**Source passage:**
*** Block opens ***

Essential Hypertension Is Associated With Changes in Gut Microbial Metabolic Pathways: A Multisite Analysis of Ambulatory Blood Pressure-Reference-Cited by-同舟云学术

Essential Hypertension Is Associated With Changes in Gut Microbial Metabolic Pathways: A Multisite Analysis of Ambulatory Blood Pressure

Published:2021-09 Issue:3 Volume:78 Page:804-815
ISSN:0194-911X
Container-title:Hypertension
language:en
Short-container-title:Hypertension

Author:

Nakai Michael¹,Ribeiro Rosilene V.²³^ORCID,Stevens Bruce R.⁴,Gill Paul⁵^ORCID,Muralitharan Rikeish R.¹⁶,Yiallourou Stephanie⁷,Muir Jane⁵,Carrington Melinda⁷,Head Geoffrey A.⁸⁹,Kaye David M.¹⁰¹¹¹²,Marques Francine Z.¹¹¹^ORCID

Affiliation:

1. Hypertension Research Laboratory, School of Biological Sciences, Monash University, Melbourne, Australia (M.N., R.R.M., F.Z.M.).

2. Charles Perkins Centre, University of Sydney, Australia (R.V.R.).

3. School of Life and Environmental Sciences, Faculty of Science, The University of Sydney, Australia (R.V.R.).

4. Department of Physiology and Functional Genomics, University of Florida, College of Medicine, Gainesville (B.R.S.).

5. Department of Gastroenterology (P.G., J.M.), Monash University, Melbourne, Australia.

6. Institute for Medical Research, Ministry of Health Malaysia, Kuala Lumpur (R.R.M.).

7. Preclinical Disease and Prevention, Baker Heart and Diabetes Institute, Melbourne, Australia (S.Y., M.C.).

8. Department of Pharmacology, Faculty of Medicine Nursing and Health Sciences (G.A.H.), Monash University, Melbourne, Australia.

9. Neuropharmacology Laboratory, Baker Heart and Diabetes Institute, Melbourne, Australia (G.A.H.).

10. Clinical School, Faculty of Medicine Nursing and Health Sciences (D.M.K.), Monash University, Melbourne, Australia.

*** Block closes ***

[Stored records]

*** Block opens ***

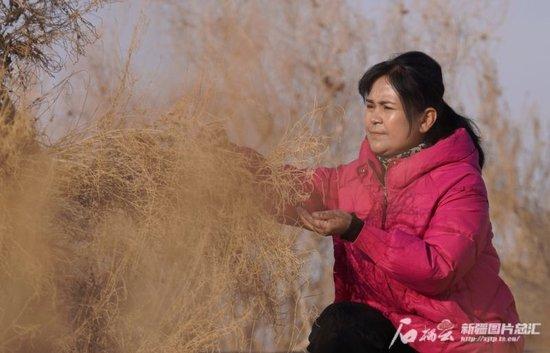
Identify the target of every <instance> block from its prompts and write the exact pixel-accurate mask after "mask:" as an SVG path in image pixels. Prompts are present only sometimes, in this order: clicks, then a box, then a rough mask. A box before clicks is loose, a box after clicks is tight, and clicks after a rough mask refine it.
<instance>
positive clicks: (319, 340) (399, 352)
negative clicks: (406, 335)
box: [307, 301, 415, 353]
mask: <svg viewBox="0 0 550 353" xmlns="http://www.w3.org/2000/svg"><path fill="white" fill-rule="evenodd" d="M395 333H396V329H395V327H394V326H393V325H392V323H391V321H389V320H388V319H387V318H385V317H384V315H382V313H381V312H380V311H378V310H376V309H374V308H372V307H370V306H368V305H366V304H363V303H355V302H347V301H344V302H339V303H333V304H331V305H329V306H327V307H326V308H325V310H323V312H322V313H321V315H319V317H318V318H317V319H316V320H315V322H314V323H313V327H312V330H311V333H310V335H309V345H308V347H307V351H308V352H309V353H377V352H380V353H382V352H391V353H410V352H415V350H413V349H412V348H411V347H410V346H409V345H407V344H404V343H402V342H401V340H400V339H397V340H396V341H395V342H394V344H393V345H392V347H391V349H388V347H389V346H390V343H391V341H392V339H393V336H394V335H395Z"/></svg>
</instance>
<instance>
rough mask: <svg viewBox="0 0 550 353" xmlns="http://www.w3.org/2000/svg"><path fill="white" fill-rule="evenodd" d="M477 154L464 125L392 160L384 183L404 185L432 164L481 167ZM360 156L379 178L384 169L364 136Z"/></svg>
mask: <svg viewBox="0 0 550 353" xmlns="http://www.w3.org/2000/svg"><path fill="white" fill-rule="evenodd" d="M478 158H479V156H478V152H477V149H476V148H475V145H474V143H473V141H472V139H471V138H470V135H469V134H468V132H467V131H466V129H465V128H458V129H456V130H455V131H454V132H453V133H452V134H451V135H449V136H447V137H446V138H443V139H441V140H439V141H437V142H436V143H435V144H434V145H432V146H429V147H426V148H424V149H422V150H421V151H419V152H417V153H415V154H413V155H411V156H409V157H405V158H400V159H398V160H397V161H395V163H393V164H392V165H391V166H390V167H389V168H388V171H387V176H386V178H385V179H386V183H387V184H386V186H387V187H393V188H403V187H405V186H407V185H408V184H410V183H411V182H413V181H414V180H416V179H418V178H419V177H420V176H422V175H424V174H427V173H429V172H430V171H432V170H433V169H435V168H438V167H440V166H443V165H445V164H450V163H454V162H458V161H464V162H466V163H469V164H471V165H472V166H474V167H475V168H476V169H478V170H480V168H479V159H478ZM359 160H360V161H361V164H365V163H367V164H368V165H369V166H370V167H371V169H373V170H374V172H375V173H377V174H378V178H379V179H381V180H382V178H380V175H382V173H383V167H382V164H381V163H380V161H379V160H378V158H376V155H375V154H374V153H373V152H372V150H371V149H370V145H369V142H368V140H367V139H366V138H365V139H364V140H363V142H362V143H361V150H360V152H359Z"/></svg>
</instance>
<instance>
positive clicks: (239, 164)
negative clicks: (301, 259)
mask: <svg viewBox="0 0 550 353" xmlns="http://www.w3.org/2000/svg"><path fill="white" fill-rule="evenodd" d="M196 102H197V101H196V100H193V99H190V100H182V102H181V103H180V104H179V105H177V106H176V107H175V108H174V109H172V110H171V111H170V112H169V113H167V114H165V115H164V116H162V117H160V118H159V119H158V120H157V121H156V122H155V123H153V124H150V125H148V126H129V125H128V124H126V123H124V121H123V119H122V118H117V119H113V117H112V116H109V117H108V119H106V120H101V121H99V122H98V124H96V125H94V127H90V128H89V129H88V130H86V131H83V132H82V133H80V134H72V135H69V136H66V137H65V138H64V139H62V140H60V142H59V143H58V144H56V145H54V146H49V147H44V148H42V149H35V151H34V152H25V151H24V149H21V148H20V144H19V145H16V144H11V145H10V144H3V145H2V151H1V152H2V153H3V154H4V155H6V156H8V157H6V158H5V160H10V158H11V159H16V160H18V161H19V162H18V167H17V168H15V167H14V168H13V170H14V173H15V174H14V175H17V177H5V178H4V179H3V185H4V190H8V192H5V193H3V194H2V196H3V199H2V209H3V210H4V211H5V212H3V213H2V218H1V223H0V227H1V229H3V230H5V231H3V232H2V236H3V237H4V239H3V242H2V244H3V245H2V253H1V260H0V261H1V263H2V272H1V276H2V277H3V278H5V279H6V281H5V282H4V283H7V284H8V285H6V286H3V291H2V298H0V302H1V303H2V309H3V310H2V316H1V321H0V322H1V323H2V327H1V329H0V332H2V334H3V337H2V340H1V341H2V342H3V346H2V348H3V350H6V351H27V350H28V348H29V347H35V349H36V347H40V350H42V351H48V350H51V351H75V352H76V351H78V352H102V351H109V352H111V351H119V352H152V351H155V352H176V351H177V352H198V351H208V350H211V349H215V348H219V347H220V346H224V347H231V348H234V349H246V347H247V346H248V344H249V339H250V337H248V335H249V333H250V332H249V330H248V327H250V325H254V324H255V322H260V323H262V322H264V323H265V322H269V323H271V324H272V325H275V326H276V325H277V324H278V320H279V319H280V316H281V312H280V308H281V307H280V305H281V303H282V302H283V301H284V299H285V297H286V296H287V295H288V292H289V290H290V289H289V288H292V286H291V285H290V284H291V283H294V282H295V281H297V280H298V278H299V276H300V268H301V260H300V258H299V256H298V254H297V253H296V252H295V251H294V249H293V242H294V238H295V232H293V231H290V230H288V229H286V228H285V229H284V230H285V231H284V232H283V231H282V229H283V228H281V225H280V224H278V223H277V222H276V221H275V219H274V217H273V215H271V214H270V213H269V212H268V209H267V208H265V207H264V206H263V205H265V204H266V200H265V195H264V193H262V192H259V191H260V190H264V189H265V187H270V188H271V189H272V190H275V192H276V199H277V200H278V202H291V201H295V200H296V199H297V198H302V197H304V196H305V195H304V194H303V192H301V194H300V190H294V189H292V188H289V187H285V186H283V187H281V186H280V185H289V186H290V185H294V184H295V182H292V181H291V180H289V178H290V179H292V178H303V177H304V176H306V174H302V173H290V172H286V171H284V170H283V169H281V168H280V166H281V163H282V162H283V160H282V158H285V159H287V158H288V154H287V153H283V154H280V153H274V154H273V155H272V156H271V158H270V159H268V160H267V161H266V163H265V165H264V166H263V167H262V168H269V169H270V170H272V171H273V172H274V173H271V178H268V179H263V180H262V181H261V185H260V184H259V183H258V179H257V177H256V176H255V172H254V171H253V170H251V168H250V160H249V158H248V157H245V156H244V155H243V154H242V153H240V152H237V151H236V150H235V148H234V147H233V146H232V145H231V144H230V143H229V142H228V140H227V137H226V135H225V133H224V130H223V128H221V125H220V124H219V123H216V122H215V121H214V122H212V121H210V122H208V121H209V120H212V119H208V118H207V117H205V116H204V111H202V110H201V108H200V106H199V107H197V106H193V105H194V104H195V103H196ZM18 121H19V120H18ZM21 121H23V120H21ZM27 126H28V129H29V130H28V131H32V125H27ZM9 129H10V131H12V132H15V131H19V130H17V128H16V126H13V127H11V128H9ZM23 131H24V129H23ZM18 133H19V132H18ZM303 137H304V136H301V138H300V139H299V140H298V139H296V136H295V135H292V134H291V135H289V136H288V139H287V140H286V141H285V146H288V143H291V142H292V141H290V140H289V139H294V142H295V144H294V148H293V150H294V151H307V150H309V149H310V147H311V146H312V144H313V146H316V145H317V142H316V141H315V139H312V140H309V139H307V138H305V139H304V138H303ZM12 140H13V141H20V139H18V138H15V137H14V138H13V139H12ZM6 141H9V139H8V140H6ZM308 144H310V145H309V146H308ZM18 155H20V157H17V156H18ZM301 155H302V156H305V155H306V154H303V153H302V154H301ZM281 156H283V157H281ZM297 156H298V157H300V154H297ZM12 164H13V163H12Z"/></svg>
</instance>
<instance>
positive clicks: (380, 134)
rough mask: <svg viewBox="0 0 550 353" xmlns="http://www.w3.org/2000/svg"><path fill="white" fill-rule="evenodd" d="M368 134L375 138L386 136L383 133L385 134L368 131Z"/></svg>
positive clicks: (380, 132) (367, 133) (371, 131)
mask: <svg viewBox="0 0 550 353" xmlns="http://www.w3.org/2000/svg"><path fill="white" fill-rule="evenodd" d="M367 134H368V135H370V136H375V137H378V136H382V135H385V133H383V132H374V131H368V132H367Z"/></svg>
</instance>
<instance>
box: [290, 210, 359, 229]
mask: <svg viewBox="0 0 550 353" xmlns="http://www.w3.org/2000/svg"><path fill="white" fill-rule="evenodd" d="M296 211H297V213H298V216H299V217H300V221H301V222H302V225H303V226H304V228H306V229H309V230H311V231H313V232H316V233H319V234H321V235H332V234H342V233H344V232H345V231H346V230H347V229H348V228H349V226H350V224H351V220H352V216H351V214H350V213H348V212H345V211H342V210H330V211H318V212H313V213H309V212H308V211H307V210H306V209H304V208H302V207H299V206H298V207H296Z"/></svg>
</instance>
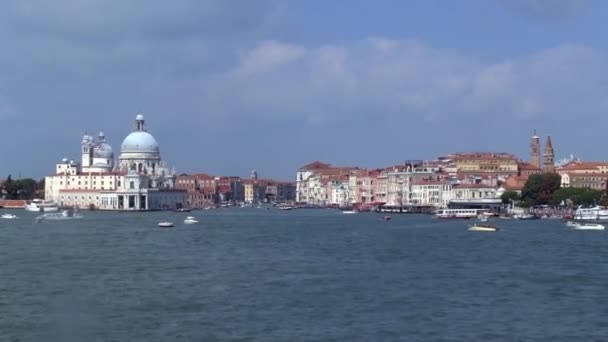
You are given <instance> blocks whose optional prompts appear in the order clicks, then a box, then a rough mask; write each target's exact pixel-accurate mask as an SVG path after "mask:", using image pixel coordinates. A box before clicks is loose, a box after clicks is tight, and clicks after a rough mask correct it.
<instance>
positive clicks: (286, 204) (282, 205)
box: [279, 204, 293, 210]
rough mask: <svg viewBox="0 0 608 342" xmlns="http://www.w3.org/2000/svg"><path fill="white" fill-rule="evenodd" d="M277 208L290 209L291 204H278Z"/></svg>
mask: <svg viewBox="0 0 608 342" xmlns="http://www.w3.org/2000/svg"><path fill="white" fill-rule="evenodd" d="M279 209H280V210H292V209H293V206H292V205H289V204H279Z"/></svg>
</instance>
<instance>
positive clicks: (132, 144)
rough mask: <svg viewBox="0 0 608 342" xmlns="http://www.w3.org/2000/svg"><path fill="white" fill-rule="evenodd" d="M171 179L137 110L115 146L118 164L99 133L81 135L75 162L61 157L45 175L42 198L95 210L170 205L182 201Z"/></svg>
mask: <svg viewBox="0 0 608 342" xmlns="http://www.w3.org/2000/svg"><path fill="white" fill-rule="evenodd" d="M175 178H176V175H175V172H174V171H172V170H170V169H169V168H168V167H167V165H166V164H165V162H164V161H163V160H162V158H161V156H160V148H159V145H158V143H157V142H156V139H155V138H154V137H153V136H152V135H151V134H150V133H148V132H147V130H146V128H145V121H144V117H143V115H141V114H138V115H137V116H136V118H135V127H134V129H133V131H132V132H131V133H130V134H129V135H128V136H127V137H126V138H125V139H124V141H123V143H122V145H121V151H120V156H119V163H118V165H115V164H114V152H113V150H112V147H111V145H110V144H109V143H108V142H107V141H106V137H105V134H104V133H103V132H100V133H99V135H98V137H97V139H95V138H93V137H92V136H90V135H88V134H85V135H84V136H83V139H82V142H81V161H80V163H78V162H76V161H74V160H70V159H67V158H64V159H63V160H62V161H61V162H59V163H58V164H57V165H56V168H55V172H54V174H53V175H50V176H48V177H46V178H45V199H46V200H52V201H55V202H57V203H58V204H59V205H60V206H62V207H78V208H91V209H100V210H161V209H173V208H178V207H181V206H183V205H185V203H186V192H185V191H183V190H179V189H176V188H175Z"/></svg>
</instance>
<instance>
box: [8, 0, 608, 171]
mask: <svg viewBox="0 0 608 342" xmlns="http://www.w3.org/2000/svg"><path fill="white" fill-rule="evenodd" d="M607 9H608V3H607V2H604V1H599V0H598V1H592V0H588V1H586V0H578V1H577V0H469V1H467V0H462V1H447V0H444V1H439V0H426V1H422V0H420V1H414V0H412V1H397V0H384V1H382V0H379V1H361V0H351V1H346V0H336V1H320V0H309V1H289V0H284V1H280V0H252V1H239V0H199V1H196V0H178V1H175V2H165V1H143V0H124V1H120V2H107V1H102V0H81V1H75V0H57V1H53V2H49V1H42V0H19V1H17V0H15V1H5V2H2V4H0V42H2V45H3V46H2V51H3V53H2V54H0V123H1V124H2V127H3V128H4V129H3V132H2V141H3V144H2V159H1V160H2V162H1V163H0V175H6V174H9V173H11V174H13V175H18V174H21V175H22V176H32V177H42V176H44V175H45V174H48V173H50V172H52V171H53V169H54V163H55V162H56V161H57V160H59V159H61V158H62V157H70V158H78V153H79V143H80V139H81V136H82V134H83V133H84V132H85V131H88V132H90V133H96V132H97V131H98V130H100V129H103V130H104V131H105V132H106V136H107V137H108V139H109V142H110V143H111V144H112V145H113V147H114V149H115V151H116V154H118V151H119V149H120V143H121V141H122V139H123V138H124V137H125V136H126V135H127V134H128V133H129V131H130V129H131V127H132V122H133V119H134V116H135V114H136V113H137V112H138V111H139V110H141V111H142V112H143V113H144V115H145V116H146V119H147V123H148V128H149V130H150V132H151V133H153V134H154V135H155V136H156V138H157V140H158V141H159V143H160V144H161V152H162V154H163V157H164V158H165V159H166V160H167V161H168V162H169V164H170V165H175V167H176V168H177V170H179V171H181V172H194V171H200V172H209V173H212V174H227V175H239V176H247V175H248V174H249V172H250V170H252V169H256V170H258V172H259V173H260V175H261V176H263V177H275V178H281V179H290V178H293V177H294V174H295V170H296V169H297V168H298V167H299V166H301V165H304V164H306V163H308V162H310V161H312V160H316V159H320V160H324V161H328V162H332V163H335V164H340V165H360V166H366V167H381V166H386V165H392V164H395V163H398V162H400V161H402V160H404V159H414V158H415V159H432V158H434V157H437V156H439V155H443V154H447V153H450V152H458V151H471V150H484V151H507V152H513V153H516V154H517V155H519V156H520V157H522V158H524V159H526V158H527V157H528V143H529V142H528V139H529V136H530V135H531V132H532V130H533V129H534V128H536V129H537V130H538V132H539V134H540V135H542V136H543V140H544V137H545V136H546V135H551V136H552V138H553V143H554V146H555V149H556V152H557V154H558V155H559V156H566V155H569V154H576V155H578V156H581V157H583V158H585V159H593V160H599V159H603V160H606V159H608V155H607V153H606V152H605V147H604V145H605V144H604V139H603V138H604V136H605V131H604V127H607V126H608V116H607V115H606V113H607V112H608V97H607V95H606V94H608V81H607V80H606V77H605V75H607V71H608V55H607V53H606V49H607V48H606V40H605V39H604V38H603V33H604V32H605V31H607V30H606V24H605V23H604V22H605V20H604V18H603V17H602V14H603V13H606V10H607Z"/></svg>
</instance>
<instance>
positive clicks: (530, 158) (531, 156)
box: [530, 130, 541, 169]
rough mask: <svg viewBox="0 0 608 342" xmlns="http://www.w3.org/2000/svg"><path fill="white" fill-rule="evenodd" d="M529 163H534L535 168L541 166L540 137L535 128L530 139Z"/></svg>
mask: <svg viewBox="0 0 608 342" xmlns="http://www.w3.org/2000/svg"><path fill="white" fill-rule="evenodd" d="M530 164H532V165H534V166H535V167H537V168H539V169H540V168H541V165H540V138H539V137H538V135H536V130H534V135H533V136H532V138H531V139H530Z"/></svg>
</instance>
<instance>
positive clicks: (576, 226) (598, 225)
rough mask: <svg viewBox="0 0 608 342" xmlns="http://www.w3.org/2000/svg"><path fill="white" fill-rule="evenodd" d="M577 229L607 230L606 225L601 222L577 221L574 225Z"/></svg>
mask: <svg viewBox="0 0 608 342" xmlns="http://www.w3.org/2000/svg"><path fill="white" fill-rule="evenodd" d="M573 228H574V229H576V230H605V229H606V227H605V226H604V225H603V224H599V223H577V224H576V225H575V226H573Z"/></svg>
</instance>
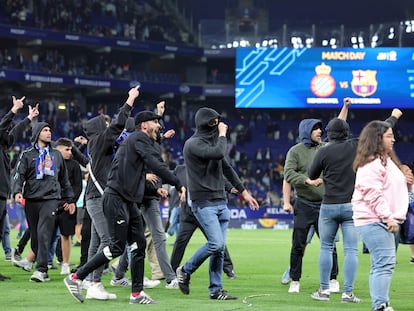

*** Block closes ***

**Task requirements:**
1 - According to the citation page for the gut microbiome and hypertension study, what volume and page range does the article occupy?
2 - Continue the citation page for the gut microbiome and hypertension study from the point where it ends.

**Answers to each task:**
1 - Volume 78, pages 804-815.

2 -
11. Heart Failure Research Group, Baker Heart and Diabetes Institute, Melbourne, Australia (D.M.K., F.Z.M.).

12. Department of Cardiology, Alfred Hospital, Melbourne, Australia (D.M.K.).

Abstract

Recent evidence supports a role for the gut microbiota in hypertension, but whether ambulatory blood pressure is associated with gut microbiota and their metabolites remains unclear. We characterized the function of the gut microbiota, their metabolites and receptors in untreated human hypertensive participants in Australian metropolitan and regional areas. Ambulatory blood pressure, fecal microbiome predicted from 16S rRNA gene sequencing, plasma and fecal metabolites called short-chain fatty acid, and expression of their receptors were analyzed in 70 untreated and otherwise healthy participants from metropolitan and regional communities. Most normotensives were female (66%) compared with hypertensives (35%, P <0.01), but there was no difference in age between the groups (59.2±7.7 versus 60.3±6.6 years old). Based on machine learning multivariate covariance analyses of de-noised amplicon sequence variant prevalence data, we determined that there were no significant differences in predicted gut microbiome α- and β-diversity metrics between normotensives versus essential or masked hypertensives. However, select taxa were specific to these groups, notably Acidaminococcus spp ., Eubacterium fissicatena, and Muribaculaceae were higher, while Ruminococcus and Eubacterium eligens were lower in hypertensives. Importantly, normotensive and essential hypertensive cohorts could be differentiated based on gut microbiome gene pathways and metabolites. Specifically, hypertensive participants exhibited higher plasma acetate and butyrate, but their immune cells expressed reduced levels of short-chain fatty acid-activated GPR43 (G-protein coupled receptor 43). In conclusion, gut microbial diversity did not change in essential hypertension, but we observed a significant shift in microbial gene pathways. Hypertensive subjects had lower levels of GPR43, putatively blunting their response to blood pressure-lowering metabolites.

Publisher

Ovid Technologies (Wolters Kluwer Health)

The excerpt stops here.